> [Task goal]:
State how many lines in the listing below hold the string "blue"; nothing else is wanted.

> [Supplied data]:
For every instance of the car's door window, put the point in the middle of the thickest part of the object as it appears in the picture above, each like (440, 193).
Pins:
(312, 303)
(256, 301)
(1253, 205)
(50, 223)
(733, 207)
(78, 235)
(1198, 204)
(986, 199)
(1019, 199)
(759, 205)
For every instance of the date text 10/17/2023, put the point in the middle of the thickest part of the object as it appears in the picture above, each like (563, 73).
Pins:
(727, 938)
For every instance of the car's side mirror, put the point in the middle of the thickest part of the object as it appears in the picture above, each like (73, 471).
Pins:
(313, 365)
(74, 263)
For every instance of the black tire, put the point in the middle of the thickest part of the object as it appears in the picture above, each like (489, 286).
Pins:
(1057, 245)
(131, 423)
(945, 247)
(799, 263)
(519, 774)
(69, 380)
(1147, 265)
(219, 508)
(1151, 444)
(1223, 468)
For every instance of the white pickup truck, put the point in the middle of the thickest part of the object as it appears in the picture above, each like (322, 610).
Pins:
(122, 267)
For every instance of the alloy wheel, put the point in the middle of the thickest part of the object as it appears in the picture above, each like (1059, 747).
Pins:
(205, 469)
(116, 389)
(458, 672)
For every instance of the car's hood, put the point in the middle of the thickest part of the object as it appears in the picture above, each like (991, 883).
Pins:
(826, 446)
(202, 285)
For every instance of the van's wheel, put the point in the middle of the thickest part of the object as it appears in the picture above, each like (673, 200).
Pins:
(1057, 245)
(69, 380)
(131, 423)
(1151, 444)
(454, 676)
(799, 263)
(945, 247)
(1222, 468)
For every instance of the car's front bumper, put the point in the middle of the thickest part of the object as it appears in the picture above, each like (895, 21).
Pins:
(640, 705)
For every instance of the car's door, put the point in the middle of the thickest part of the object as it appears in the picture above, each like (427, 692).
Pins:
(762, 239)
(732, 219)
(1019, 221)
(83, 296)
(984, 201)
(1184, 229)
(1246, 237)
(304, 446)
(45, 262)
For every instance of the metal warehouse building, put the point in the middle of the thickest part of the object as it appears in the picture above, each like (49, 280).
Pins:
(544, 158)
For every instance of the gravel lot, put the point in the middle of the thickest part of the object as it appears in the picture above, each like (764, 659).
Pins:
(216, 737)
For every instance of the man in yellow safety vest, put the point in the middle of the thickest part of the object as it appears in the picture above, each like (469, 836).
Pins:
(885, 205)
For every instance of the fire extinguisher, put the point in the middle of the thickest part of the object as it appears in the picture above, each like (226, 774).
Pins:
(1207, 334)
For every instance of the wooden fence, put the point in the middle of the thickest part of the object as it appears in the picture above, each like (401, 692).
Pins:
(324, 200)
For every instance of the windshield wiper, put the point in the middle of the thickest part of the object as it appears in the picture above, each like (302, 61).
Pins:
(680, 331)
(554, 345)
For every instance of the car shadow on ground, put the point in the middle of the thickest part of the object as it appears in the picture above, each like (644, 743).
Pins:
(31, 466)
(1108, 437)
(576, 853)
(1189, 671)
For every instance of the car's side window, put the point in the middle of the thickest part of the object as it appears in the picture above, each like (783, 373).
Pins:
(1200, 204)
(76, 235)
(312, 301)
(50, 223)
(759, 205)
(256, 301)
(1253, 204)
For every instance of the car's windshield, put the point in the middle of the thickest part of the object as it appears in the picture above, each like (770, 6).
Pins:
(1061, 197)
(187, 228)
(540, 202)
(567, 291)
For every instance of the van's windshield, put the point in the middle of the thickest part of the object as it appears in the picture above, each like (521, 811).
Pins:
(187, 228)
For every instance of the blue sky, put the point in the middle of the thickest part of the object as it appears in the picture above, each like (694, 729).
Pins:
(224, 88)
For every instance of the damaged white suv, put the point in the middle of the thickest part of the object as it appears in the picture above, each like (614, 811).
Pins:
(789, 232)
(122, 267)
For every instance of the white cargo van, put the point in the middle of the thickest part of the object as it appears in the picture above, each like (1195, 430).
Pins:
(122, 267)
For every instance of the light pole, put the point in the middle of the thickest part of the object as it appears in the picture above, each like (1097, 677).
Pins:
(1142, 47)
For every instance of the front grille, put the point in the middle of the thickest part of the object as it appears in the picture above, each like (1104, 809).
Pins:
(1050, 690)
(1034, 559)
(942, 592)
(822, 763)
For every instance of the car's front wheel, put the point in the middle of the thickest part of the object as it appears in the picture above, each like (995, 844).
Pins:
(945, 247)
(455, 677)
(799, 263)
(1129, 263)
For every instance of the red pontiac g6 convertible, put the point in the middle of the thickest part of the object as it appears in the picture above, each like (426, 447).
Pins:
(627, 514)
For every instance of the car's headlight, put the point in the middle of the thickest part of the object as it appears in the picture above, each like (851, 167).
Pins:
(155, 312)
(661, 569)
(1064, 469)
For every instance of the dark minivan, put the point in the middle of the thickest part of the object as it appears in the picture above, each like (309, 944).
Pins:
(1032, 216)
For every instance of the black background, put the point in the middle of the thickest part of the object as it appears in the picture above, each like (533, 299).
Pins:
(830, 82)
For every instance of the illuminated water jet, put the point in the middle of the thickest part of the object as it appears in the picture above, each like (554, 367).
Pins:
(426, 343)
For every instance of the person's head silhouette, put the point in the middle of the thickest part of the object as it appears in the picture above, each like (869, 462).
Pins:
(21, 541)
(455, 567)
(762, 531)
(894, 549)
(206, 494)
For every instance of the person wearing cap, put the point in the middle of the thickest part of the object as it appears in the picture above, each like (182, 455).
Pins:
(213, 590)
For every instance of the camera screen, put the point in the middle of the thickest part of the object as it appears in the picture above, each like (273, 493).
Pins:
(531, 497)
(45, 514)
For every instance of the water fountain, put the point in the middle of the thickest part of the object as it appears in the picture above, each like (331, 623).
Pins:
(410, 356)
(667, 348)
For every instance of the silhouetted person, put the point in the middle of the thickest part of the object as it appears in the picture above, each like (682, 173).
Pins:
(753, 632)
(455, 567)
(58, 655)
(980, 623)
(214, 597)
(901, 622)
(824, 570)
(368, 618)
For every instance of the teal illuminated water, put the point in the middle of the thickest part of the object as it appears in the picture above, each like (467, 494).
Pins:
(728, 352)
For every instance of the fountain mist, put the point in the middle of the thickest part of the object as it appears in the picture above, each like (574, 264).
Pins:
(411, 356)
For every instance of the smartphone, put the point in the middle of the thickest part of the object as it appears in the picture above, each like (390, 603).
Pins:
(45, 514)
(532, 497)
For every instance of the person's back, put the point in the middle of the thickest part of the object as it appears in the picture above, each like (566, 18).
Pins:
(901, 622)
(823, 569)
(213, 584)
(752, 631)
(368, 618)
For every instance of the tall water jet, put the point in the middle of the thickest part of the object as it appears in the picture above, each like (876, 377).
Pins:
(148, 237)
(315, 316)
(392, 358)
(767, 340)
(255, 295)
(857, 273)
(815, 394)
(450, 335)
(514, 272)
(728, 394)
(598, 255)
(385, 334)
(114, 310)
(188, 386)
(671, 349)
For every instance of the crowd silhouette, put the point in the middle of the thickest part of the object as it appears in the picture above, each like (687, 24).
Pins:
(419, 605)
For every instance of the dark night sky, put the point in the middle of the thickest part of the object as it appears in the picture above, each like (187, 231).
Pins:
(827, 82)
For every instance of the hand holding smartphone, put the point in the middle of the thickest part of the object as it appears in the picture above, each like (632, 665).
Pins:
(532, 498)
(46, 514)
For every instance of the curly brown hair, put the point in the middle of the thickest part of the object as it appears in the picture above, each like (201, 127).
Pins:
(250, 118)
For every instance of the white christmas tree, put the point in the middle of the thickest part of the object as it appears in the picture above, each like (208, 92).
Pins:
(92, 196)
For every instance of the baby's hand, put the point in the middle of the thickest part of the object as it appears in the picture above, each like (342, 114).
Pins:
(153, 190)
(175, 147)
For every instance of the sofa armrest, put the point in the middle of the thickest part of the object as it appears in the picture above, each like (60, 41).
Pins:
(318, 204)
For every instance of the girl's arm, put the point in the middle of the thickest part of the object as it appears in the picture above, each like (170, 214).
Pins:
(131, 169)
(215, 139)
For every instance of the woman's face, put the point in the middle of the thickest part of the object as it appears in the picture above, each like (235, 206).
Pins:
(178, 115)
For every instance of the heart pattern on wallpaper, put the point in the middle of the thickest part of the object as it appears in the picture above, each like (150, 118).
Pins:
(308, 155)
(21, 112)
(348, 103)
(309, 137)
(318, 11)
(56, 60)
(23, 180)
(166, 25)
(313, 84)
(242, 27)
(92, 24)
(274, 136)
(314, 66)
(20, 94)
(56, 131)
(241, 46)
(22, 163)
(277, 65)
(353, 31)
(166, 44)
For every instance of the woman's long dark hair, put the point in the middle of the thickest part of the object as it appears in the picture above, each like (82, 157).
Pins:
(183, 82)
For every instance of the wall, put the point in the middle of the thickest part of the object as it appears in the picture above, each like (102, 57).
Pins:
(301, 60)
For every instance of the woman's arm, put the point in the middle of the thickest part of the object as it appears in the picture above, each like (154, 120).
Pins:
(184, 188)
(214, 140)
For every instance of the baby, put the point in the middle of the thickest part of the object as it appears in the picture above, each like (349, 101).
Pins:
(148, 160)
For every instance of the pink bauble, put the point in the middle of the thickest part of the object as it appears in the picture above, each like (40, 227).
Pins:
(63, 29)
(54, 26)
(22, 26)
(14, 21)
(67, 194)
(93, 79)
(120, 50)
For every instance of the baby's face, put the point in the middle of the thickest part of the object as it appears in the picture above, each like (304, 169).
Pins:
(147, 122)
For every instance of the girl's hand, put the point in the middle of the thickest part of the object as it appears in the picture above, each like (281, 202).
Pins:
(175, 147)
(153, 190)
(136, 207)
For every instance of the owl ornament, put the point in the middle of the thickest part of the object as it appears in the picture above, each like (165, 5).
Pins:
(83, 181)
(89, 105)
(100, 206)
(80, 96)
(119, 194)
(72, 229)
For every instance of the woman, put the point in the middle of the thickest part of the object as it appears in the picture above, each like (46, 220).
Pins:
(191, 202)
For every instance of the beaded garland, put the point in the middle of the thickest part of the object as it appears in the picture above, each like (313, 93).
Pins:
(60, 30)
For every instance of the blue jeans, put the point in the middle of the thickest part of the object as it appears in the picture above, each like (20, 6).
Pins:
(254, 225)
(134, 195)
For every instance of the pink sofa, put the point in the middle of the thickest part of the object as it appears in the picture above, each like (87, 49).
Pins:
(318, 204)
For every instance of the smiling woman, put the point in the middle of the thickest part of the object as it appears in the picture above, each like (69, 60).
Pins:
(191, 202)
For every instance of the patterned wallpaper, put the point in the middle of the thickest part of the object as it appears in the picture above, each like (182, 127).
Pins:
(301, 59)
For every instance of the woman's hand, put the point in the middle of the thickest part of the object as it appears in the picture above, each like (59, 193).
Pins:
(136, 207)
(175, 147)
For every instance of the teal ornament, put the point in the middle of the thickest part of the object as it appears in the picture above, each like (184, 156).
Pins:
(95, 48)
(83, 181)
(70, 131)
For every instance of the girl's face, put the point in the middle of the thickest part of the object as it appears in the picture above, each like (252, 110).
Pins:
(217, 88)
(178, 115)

> [Solution to this task]:
2